**YOUR INSTRUCTIONS**
Every record should be written out exactly, with the pictures left out.

━━━ DATA PROVIDED ━━━

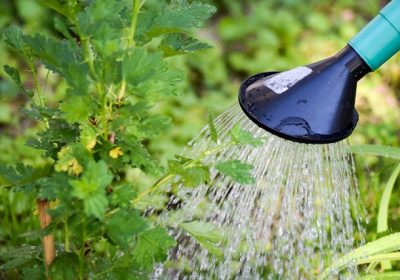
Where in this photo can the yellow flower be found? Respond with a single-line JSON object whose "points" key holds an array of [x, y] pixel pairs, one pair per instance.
{"points": [[116, 152], [75, 167]]}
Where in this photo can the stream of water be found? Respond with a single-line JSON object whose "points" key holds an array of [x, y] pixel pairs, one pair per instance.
{"points": [[300, 214]]}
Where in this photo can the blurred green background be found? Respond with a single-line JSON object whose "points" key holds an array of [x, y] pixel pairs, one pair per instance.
{"points": [[247, 37]]}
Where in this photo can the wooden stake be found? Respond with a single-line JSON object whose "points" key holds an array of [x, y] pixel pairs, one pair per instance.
{"points": [[48, 240]]}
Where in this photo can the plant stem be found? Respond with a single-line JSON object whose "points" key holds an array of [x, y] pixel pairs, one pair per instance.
{"points": [[39, 93], [66, 236], [48, 240], [131, 41]]}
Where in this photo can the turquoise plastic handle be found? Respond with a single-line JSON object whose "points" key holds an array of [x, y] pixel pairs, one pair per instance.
{"points": [[380, 39]]}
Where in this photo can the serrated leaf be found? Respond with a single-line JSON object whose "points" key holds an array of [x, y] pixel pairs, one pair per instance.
{"points": [[153, 126], [122, 195], [206, 235], [177, 16], [23, 251], [14, 37], [189, 176], [76, 108], [21, 175], [152, 247], [243, 137], [238, 171], [88, 137], [211, 127], [15, 263], [138, 156], [63, 57], [178, 44], [124, 225], [14, 74]]}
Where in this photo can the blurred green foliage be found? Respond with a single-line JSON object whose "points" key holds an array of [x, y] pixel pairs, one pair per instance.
{"points": [[247, 37]]}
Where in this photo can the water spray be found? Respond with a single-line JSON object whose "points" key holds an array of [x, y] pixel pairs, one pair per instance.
{"points": [[302, 211]]}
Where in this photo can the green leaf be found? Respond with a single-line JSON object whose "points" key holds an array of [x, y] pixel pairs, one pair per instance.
{"points": [[152, 247], [90, 188], [383, 216], [178, 44], [76, 108], [21, 175], [238, 171], [124, 225], [13, 73], [189, 175], [15, 263], [376, 150], [206, 235], [148, 75], [23, 251], [211, 126], [382, 245], [65, 267], [395, 275], [63, 57], [14, 37], [177, 16], [154, 126], [383, 213], [243, 137], [122, 195], [138, 156], [95, 205]]}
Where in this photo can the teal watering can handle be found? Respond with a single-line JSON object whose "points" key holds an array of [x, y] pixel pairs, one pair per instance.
{"points": [[380, 39]]}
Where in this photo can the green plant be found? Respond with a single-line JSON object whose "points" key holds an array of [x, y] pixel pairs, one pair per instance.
{"points": [[113, 61], [385, 249]]}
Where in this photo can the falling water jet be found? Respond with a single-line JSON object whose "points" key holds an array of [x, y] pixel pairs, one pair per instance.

━━━

**RESULT OF THIS TASK**
Where in this photo can the yellow flower be found? Respond with a single-line JSON object whose "points" key holds an array of [x, y] pixel pairs, one pair per instance.
{"points": [[116, 152], [75, 167]]}
Where in this photo can the stream of water be found? Respond with a single-line JSON object whose "points" key holds an array of [x, y] pixel pairs, one pair per instance.
{"points": [[300, 214]]}
Where in this photo can the blurred green background be found? Respond with a single-line JSON object whose "points" key holds an array of [x, y] pixel pairs, one pair per instance.
{"points": [[247, 37]]}
Where in this photo can the wooden stake be found? Respond with a single-line JSON object whose "points" key holds an array of [x, y] pixel pairs, one pair per instance.
{"points": [[48, 240]]}
Where in this photo can the plant stem be found? Respond with a single-line JSON object whose "points" key holds an array of [x, y] pixel pairs, one pair per instance.
{"points": [[39, 93], [66, 236], [48, 240], [131, 41]]}
Where in this photo can the turquoise plastic handle be found? Respond with a single-line JSON object whose "points" key holds an array of [x, y] pixel pairs, one pair per instance.
{"points": [[380, 39]]}
Where in this photo can the serrated leaf be found? Respond with a single-line JSON object whose "points" key holds an array of [x, y] pixel pairs, one pair per instance.
{"points": [[153, 126], [122, 195], [206, 235], [177, 16], [23, 251], [14, 37], [189, 176], [76, 108], [21, 175], [152, 247], [243, 137], [238, 171], [88, 137], [211, 127], [15, 263], [138, 156], [63, 57], [178, 44], [124, 225], [14, 74]]}
Where in this photo can the blurred green foliage be found? Respond with a single-line JSON object whose "points" key holds an array of [x, y] pixel pairs, one pair per instance.
{"points": [[247, 37]]}
Where in this photo can the water spray be found? Respond with a single-line JSON object whose "points" key holds an array of [x, y] pixel pairs, one pair per instance.
{"points": [[302, 211]]}
Where in this photo can the green leaf be found? Respond with a single-line JSON object whose "points" key holds an array of [x, y] pixel pairs, one pair per instance.
{"points": [[152, 247], [90, 188], [383, 216], [178, 44], [76, 108], [21, 175], [238, 171], [124, 225], [13, 73], [189, 175], [15, 263], [376, 150], [206, 235], [148, 75], [23, 251], [211, 126], [382, 245], [65, 267], [395, 275], [63, 57], [14, 37], [177, 16], [154, 126], [383, 213], [243, 137], [122, 195], [138, 156], [95, 205]]}
Where in this photo can the teal watering can handle be found? Respond with a single-line JSON object whose "points" key holds an array of [x, y] pixel pairs, one pair per instance.
{"points": [[380, 39]]}
Where in this photo can the green plant be found? Respond with a single-line JSON object whose "points" key holds an array of [x, y] pixel pairs, one pair per instance.
{"points": [[113, 61], [385, 249]]}
Where in this photo can the falling water jet be found? Respond with a single-line JSON object whose "points" key holds an array of [x, y] pixel pairs, one pair per instance.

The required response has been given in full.